▶ Exercise instructions
Continue the guide on how A.I. chatbots reason, picking up after its final line.

▶ Study text
* * * * * * *

In September, OpenAI unveiled a new version of ChatGPT designed to reason through tasks involving math, science and computer programming. Unlike previous versions of the chatbot, this new technology could spend time “thinking” through complex problems before settling on an answer.
Soon, the company said its new reasoning technology had outperformed the industry’s leading systems on a series of tests that track the progress of artificial intelligence.
Now other companies, like Google, Anthropic and China’s DeepSeek, offer similar technologies.
But can A.I. actually reason like a human? What does it mean for a computer to think? Are these systems really approaching true intelligence?
Here is a guide.
What does it mean when an A.I. system reasons?
Reasoning just means that the chatbot spends some additional time working on a problem.
“Reasoning is when the system does extra work after the question is asked,” said Dan Klein, a professor of computer science at the University of California, Berkeley, and chief technology officer of Scaled Cognition, an A.I. start-up.
It may break a problem into individual steps or try to solve it through trial and error.
The original ChatGPT answered questions immediately. The new reasoning systems can work through a problem for several seconds — or even minutes — before answering.
Can you be more specific?
In some cases, a reasoning system will refine its approach to a question, repeatedly trying to improve the method it has chosen. Other times, it may try several different ways of approaching a problem before settling on one of them. Or it may go back and check some work it did a few seconds before, just to see if it was correct.
Basically, the system tries whatever it can to answer your question.
This is kind of like a grade school student who is struggling to find a way to solve a math problem and scribbles several different options on a sheet of paper.
What sort of questions require an A.I. system to reason?

* * * * * * *

▶ Data supplied
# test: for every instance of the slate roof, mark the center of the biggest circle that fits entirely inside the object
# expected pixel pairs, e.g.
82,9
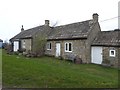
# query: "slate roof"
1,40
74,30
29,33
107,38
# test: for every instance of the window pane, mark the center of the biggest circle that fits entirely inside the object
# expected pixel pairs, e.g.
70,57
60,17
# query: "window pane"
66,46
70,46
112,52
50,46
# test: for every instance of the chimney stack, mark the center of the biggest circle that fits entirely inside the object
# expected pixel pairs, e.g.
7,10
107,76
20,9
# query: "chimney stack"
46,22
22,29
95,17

* * * * * * *

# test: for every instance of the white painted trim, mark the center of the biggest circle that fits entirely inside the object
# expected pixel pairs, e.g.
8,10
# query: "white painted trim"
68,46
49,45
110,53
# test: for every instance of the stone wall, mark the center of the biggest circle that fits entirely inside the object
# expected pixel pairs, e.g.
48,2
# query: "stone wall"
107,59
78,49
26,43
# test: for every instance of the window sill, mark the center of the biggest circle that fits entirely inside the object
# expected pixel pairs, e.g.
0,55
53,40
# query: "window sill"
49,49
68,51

* * * * * * *

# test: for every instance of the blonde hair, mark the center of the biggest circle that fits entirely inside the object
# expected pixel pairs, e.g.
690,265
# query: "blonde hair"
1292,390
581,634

* * * * * * *

▶ Final answer
It can potentially reason about anything. But reasoning is most effective when you ask questions involving math, science and computer programming.
How is a reasoning chatbot different from earlier chatbots?
You could ask earlier chatbots to show you how they had reached a particular answer or to check their own work. Because the original ChatGPT had learned from text on the internet, where people showed how they had gotten to an answer or checked their own work, it could do this kind of self-reflection, too.
But a reasoning system goes further. It can do these kinds of things without being asked. And it can do them in more extensive and complex ways.
Companies call it a reasoning system because it feels as if it operates more like a person thinking through a hard problem.
Why is A.I. reasoning important now?
Companies like OpenAI believe this is the best way to improve their chatbots.
For years, these companies relied on a simple concept: The more internet data they pumped into their chatbots, the better those systems performed.
But in 2024, they used up almost all of the text on the internet.
That meant they needed a new way of improving their chatbots. So they started building reasoning systems.
How do you build a reasoning system?
Last year, companies like OpenAI began to lean heavily on a technique called reinforcement learning.
Through this process — which can extend over months — an A.I. system can learn behavior through extensive trial and error. By working through thousands of math problems, for instance, it can learn which methods lead to the right answer and which do not.
Researchers have designed complex feedback mechanisms that show the system when it has done something right and when it has done something wrong.
“It is a little like training a dog,” said Jerry Tworek, an OpenAI researcher. “If the system does well, you give it a cookie. If it doesn’t do well, you say, ‘Bad dog.’”
(The New York Times sued OpenAI and its partner, Microsoft, in December for copyright infringement of news content related to A.I. systems.)
Does reinforcement learning work?
It works pretty well in certain areas, like math, science and computer programming. These are areas where companies can clearly define the good behavior and the bad. Math problems have definitive answers.
Reinforcement learning doesn’t work as well in areas like creative writing, philosophy and ethics, where the distinction between good and bad is harder to pin down. Researchers say this process can generally improve an A.I. system’s performance, even when it answers questions outside math and science.
“It gradually learns what patterns of reasoning lead it in the right direction and which don’t,” said Jared Kaplan, chief science officer at Anthropic.
Are reinforcement learning and reasoning systems the same thing?
No. Reinforcement learning is the method that companies use to build reasoning systems. It is the training stage that ultimately allows chatbots to reason.
Do these reasoning systems still make mistakes?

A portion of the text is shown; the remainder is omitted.